TEXTO DE LA PÁGINA |
>>>
Al haber sido los primeros en llamar la atención pública hacia la necesidad de resolver de una manera terminante la cuestión del veto, que se suscitó con motivo de haber hecho el ministerio de la guerra observaciones al decreto del congreso que declaró insubsistentes los artículos de la ley de Santa Anna, sobre recompensas por servicios prestados en la guerra con los Estados Unidos hemos estado muy lejos de querer suscitar un conflicto entre el gobierno y el congreso, así como de pretender que quede humillado uno de los dos poderes. Nuestro ánimo ha sido solo, que se resuelva una cuestión de orden, que la asamblea conserve intactas sus prerrogativas, y que se eviten las serias dificultades que en lo sucesivo pudieran presentarse.

Siempre hemos estado persuadidos de que el orden público consiste, no en que un poder subalterno a los demás, sino en que cada uno se circunscriba a sus atribuciones, sin translimitarlas, ni invadir las de los demás. Del mismo modo que nos oponemos a que se ensanchen las facultades del ejecutivo, y a que se extiendan hasta tener el veto, nos opondríamos a que el cuerpo constituyente se arrogara el poder legislativo que no le concedieron los pueblos.

No hay otro medio, por más que se busque, de conservar el equilibrio entre los poderes y de mantener la paz, que la exacta y puntual observancia de la ley a que cada autoridad debe su origen, y que al propio tiempo le señala sus atribuciones. Desde el momento en que una autoridad tiende a ensanchar sus facultades, rompe el título legal de su existencia, y da el primer paso a la subversión de los mismos principios que pudieran servirle de apoyo.

Hemos dicho mil veces, y no nos cansaremos de repetirlo, que actualmente no hay motivo fundado de desavenencia entre el gobierno y el congreso, y que el plan de Ayutla, en vez de querer el perpetuo antagonismo entre los dos poderes, quiso por el contrario, establecer entre ellos la más perfecta armonía, para que así pudieran cumplirse las promesas de la revolución, y realizarse las esperanzas del pueblo. Cualquier dificultad, la más ligera desavenencia, paraliza la marcha de la administración, que debe ser activa, inteligente y progresista, y retarda la obra del congreso, que debe ser de reparación, de justicia y de moralidad, al ejercer su facultad revisora; y de libertad, de reforma y de civilización, al expedir el código fundamental. En períodos de transición y revolucionarios, como lo es esencialmente el que estamos atravesando, detenerse es retroceder, y es una verdad inconcusa, que las revoluciones que retroceden se falsean, se desnaturalizan, se pierden, y pierden consigo a los pueblos.

Esta convicción, que es muy íntima y sincera en nuestro ánimo, es la que nos hace desear ardientemente el pronto y satisfactorio arreglo de todas las cuestiones que origine la imprevisión o la imprudencia, y que si es necesario, aún a costa de mutuos sacrificios, se mantenga la unión liberal, y el acuerdo entre el gobierno y el congreso.
<<<
TRABAJO POR REALIZAR |
Cita, por favor, un fragmento del texto sobre el veto, comenzando en "No hay otro" y terminando en "servirle de apoyo.".

EXTRACTO DE DATOS |
>>>
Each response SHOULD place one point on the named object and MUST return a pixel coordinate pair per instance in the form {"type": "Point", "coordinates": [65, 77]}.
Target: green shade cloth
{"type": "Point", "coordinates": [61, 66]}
<<<
RESULTADO |
No hay otro medio, por más que se busque, de conservar el equilibrio entre los poderes y de mantener la paz, que la exacta y puntual observancia de la ley a que cada autoridad debe su origen, y que al propio tiempo le señala sus atribuciones. Desde el momento en que una autoridad tiende a ensanchar sus facultades, rompe el título legal de su existencia, y da el primer paso a la subversión de los mismos principios que pudieran servirle de apoyo.